--- Information ---

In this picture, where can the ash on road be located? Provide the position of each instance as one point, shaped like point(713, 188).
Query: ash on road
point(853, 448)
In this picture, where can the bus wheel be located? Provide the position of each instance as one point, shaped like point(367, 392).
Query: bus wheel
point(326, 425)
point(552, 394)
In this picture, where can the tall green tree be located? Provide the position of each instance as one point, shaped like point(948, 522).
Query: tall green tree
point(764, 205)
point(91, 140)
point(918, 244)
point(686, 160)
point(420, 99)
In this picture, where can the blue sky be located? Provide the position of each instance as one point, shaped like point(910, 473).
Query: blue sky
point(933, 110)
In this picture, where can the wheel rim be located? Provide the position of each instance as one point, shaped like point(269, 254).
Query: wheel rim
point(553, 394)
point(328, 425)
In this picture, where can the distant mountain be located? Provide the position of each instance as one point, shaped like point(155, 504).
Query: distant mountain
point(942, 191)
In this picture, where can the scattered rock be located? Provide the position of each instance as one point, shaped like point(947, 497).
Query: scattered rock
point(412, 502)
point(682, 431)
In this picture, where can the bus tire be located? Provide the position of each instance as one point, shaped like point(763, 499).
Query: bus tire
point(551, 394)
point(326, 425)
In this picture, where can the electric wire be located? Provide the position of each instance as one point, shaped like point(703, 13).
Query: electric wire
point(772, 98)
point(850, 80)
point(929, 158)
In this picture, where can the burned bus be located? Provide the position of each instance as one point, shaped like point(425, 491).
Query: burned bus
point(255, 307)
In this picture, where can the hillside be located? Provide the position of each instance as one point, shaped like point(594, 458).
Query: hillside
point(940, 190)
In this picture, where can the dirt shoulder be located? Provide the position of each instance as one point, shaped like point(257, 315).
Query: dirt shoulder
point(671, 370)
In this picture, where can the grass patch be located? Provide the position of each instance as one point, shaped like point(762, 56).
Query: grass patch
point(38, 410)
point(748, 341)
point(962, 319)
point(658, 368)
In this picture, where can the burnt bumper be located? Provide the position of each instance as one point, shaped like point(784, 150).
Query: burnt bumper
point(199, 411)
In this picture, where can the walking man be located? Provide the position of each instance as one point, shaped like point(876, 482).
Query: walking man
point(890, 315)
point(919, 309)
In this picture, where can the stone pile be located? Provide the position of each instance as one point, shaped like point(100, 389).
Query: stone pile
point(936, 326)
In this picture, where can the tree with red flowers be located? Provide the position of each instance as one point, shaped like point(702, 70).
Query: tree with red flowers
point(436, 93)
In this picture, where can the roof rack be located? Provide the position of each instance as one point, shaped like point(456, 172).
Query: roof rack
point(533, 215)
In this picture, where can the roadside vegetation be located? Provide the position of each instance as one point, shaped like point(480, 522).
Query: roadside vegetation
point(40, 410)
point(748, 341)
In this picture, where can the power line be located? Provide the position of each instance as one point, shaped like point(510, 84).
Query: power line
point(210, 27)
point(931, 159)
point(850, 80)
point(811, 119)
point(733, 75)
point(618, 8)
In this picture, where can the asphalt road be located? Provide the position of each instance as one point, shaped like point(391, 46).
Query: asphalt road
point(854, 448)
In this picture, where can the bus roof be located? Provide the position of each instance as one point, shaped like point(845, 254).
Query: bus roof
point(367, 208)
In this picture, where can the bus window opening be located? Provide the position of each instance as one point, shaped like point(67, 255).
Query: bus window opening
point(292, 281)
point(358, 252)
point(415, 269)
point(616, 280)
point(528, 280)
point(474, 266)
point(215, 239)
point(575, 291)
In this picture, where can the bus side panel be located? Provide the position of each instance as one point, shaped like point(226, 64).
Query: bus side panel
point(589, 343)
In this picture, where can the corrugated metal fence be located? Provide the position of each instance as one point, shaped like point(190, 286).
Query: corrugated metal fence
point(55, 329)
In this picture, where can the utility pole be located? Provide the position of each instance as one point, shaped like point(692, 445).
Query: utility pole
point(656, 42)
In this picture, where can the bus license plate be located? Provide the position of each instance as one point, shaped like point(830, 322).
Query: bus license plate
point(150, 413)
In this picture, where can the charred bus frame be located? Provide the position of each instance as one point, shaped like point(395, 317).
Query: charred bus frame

---

Exercise requirements: The expected response is the full set of records, reproduced exactly.

Reply to the exercise:
In this picture, where can the ash on road be located? Provide the position of each instance as one point, shaped like point(713, 188).
Query: ash on road
point(853, 448)
In this picture, where can the bus wheel be located? Provide the position of each instance as one point, shaped like point(367, 392).
Query: bus wheel
point(326, 425)
point(552, 394)
In this picture, where can the tall green tree be located? Provide the position of each instance as one point, shaped like point(948, 522).
Query: tall green tree
point(764, 205)
point(91, 140)
point(918, 244)
point(686, 160)
point(420, 99)
In this picture, where can the blue sky be located? Provide the position of each instance as one point, shaped like point(910, 473).
Query: blue sky
point(933, 110)
In this picture, where can the wheel rim be located? Provide the position of each instance as one point, shaped like point(269, 254).
Query: wheel rim
point(553, 394)
point(328, 425)
In this picture, where can the distant mountain be located? Provide the position of each instance as one point, shaped like point(155, 504).
Query: distant mountain
point(942, 191)
In this picture, where can the scattered rock be located? Provide the position of each instance as one point, shaped like point(947, 497).
Query: scattered rock
point(412, 502)
point(682, 431)
In this picture, where can the bus tire be located? Provide the position of each instance as one point, shaped like point(763, 499).
Query: bus tire
point(551, 394)
point(326, 425)
In this picture, where can the electric wire be located? Provide the position of each instance as one point, shaped like point(703, 13).
Query: electric wire
point(772, 98)
point(850, 80)
point(929, 158)
In this picture, where can the burned bus be located? Provide the position of each instance as one point, shaped like point(425, 491).
Query: burned bus
point(255, 307)
In this picture, where can the hillside be located? Provide the position of each instance as one point, shaped like point(594, 458).
Query: hillside
point(940, 190)
In this picture, where can the dirt shoulder be located? Provide the position of each instance as one point, shaped like point(257, 315).
Query: dirt shoulder
point(671, 370)
In this picture, where can the grass patch be located? Provide the position of each instance as one point, shaped like point(762, 56).
Query: grass patch
point(38, 410)
point(748, 341)
point(962, 319)
point(658, 368)
In this picture, where can the burnt bumper be located? Provide the position of each instance as one point, shaped like point(784, 150).
Query: burnt bumper
point(199, 411)
In this picture, where can the walking man be located? Provide the position of each instance as one point, shaped like point(876, 482).
Query: walking man
point(890, 315)
point(919, 309)
In this picture, where can the stone pile be located? Provide the position of each instance as one point, shaped like point(100, 389).
Query: stone pile
point(936, 326)
In this picture, where can the tree with red flowers be located? Provide the position of each instance as one point, shaped like point(702, 70).
Query: tree with red flowers
point(436, 93)
In this picture, where can the roof rack be located? Provide the position of each instance as one point, shaped like point(456, 172).
Query: roof rack
point(533, 215)
In this picture, where can the roadside vegetation be located? Provide the position of each instance as one point, shaped like point(480, 522).
Query: roadside vegetation
point(40, 410)
point(748, 341)
In this picture, where can the power line be located? Provide the position of each instance as one point, shaped like point(510, 84).
Query: power line
point(210, 27)
point(931, 159)
point(850, 80)
point(811, 119)
point(733, 75)
point(618, 8)
In this picture, where can the asphalt road be located? Provide the position of each instance as one point, shaped like point(391, 46).
Query: asphalt road
point(854, 448)
In this picture, where can the bus roof be located? Provide the position of each instance as one point, shaped like point(845, 254).
Query: bus roof
point(367, 208)
In this picture, where can the bus window opening be located? Provide the position of each instance as one point, shaped like point(67, 255).
Query: bus window opening
point(292, 281)
point(358, 252)
point(415, 269)
point(616, 280)
point(528, 280)
point(474, 266)
point(215, 239)
point(575, 291)
In this picture, where can the bus side panel be located? Provide the position of each instance as one point, shaped like point(226, 64).
Query: bus side panel
point(589, 343)
In this picture, where can the corrugated metal fence be located? Provide the position of each instance as one point, shaped like point(190, 286).
Query: corrugated metal fence
point(55, 329)
In this picture, where can the utility pole be located? Provide the position of each instance as one point, shaped like point(692, 445).
Query: utility pole
point(656, 42)
In this picture, where can the bus license plate be located? Provide the position of each instance as one point, shaped like point(830, 322).
Query: bus license plate
point(150, 413)
In this picture, where can the charred bus frame be located? Provide the position of each instance as one point, shaped like point(395, 317).
Query: charred bus frame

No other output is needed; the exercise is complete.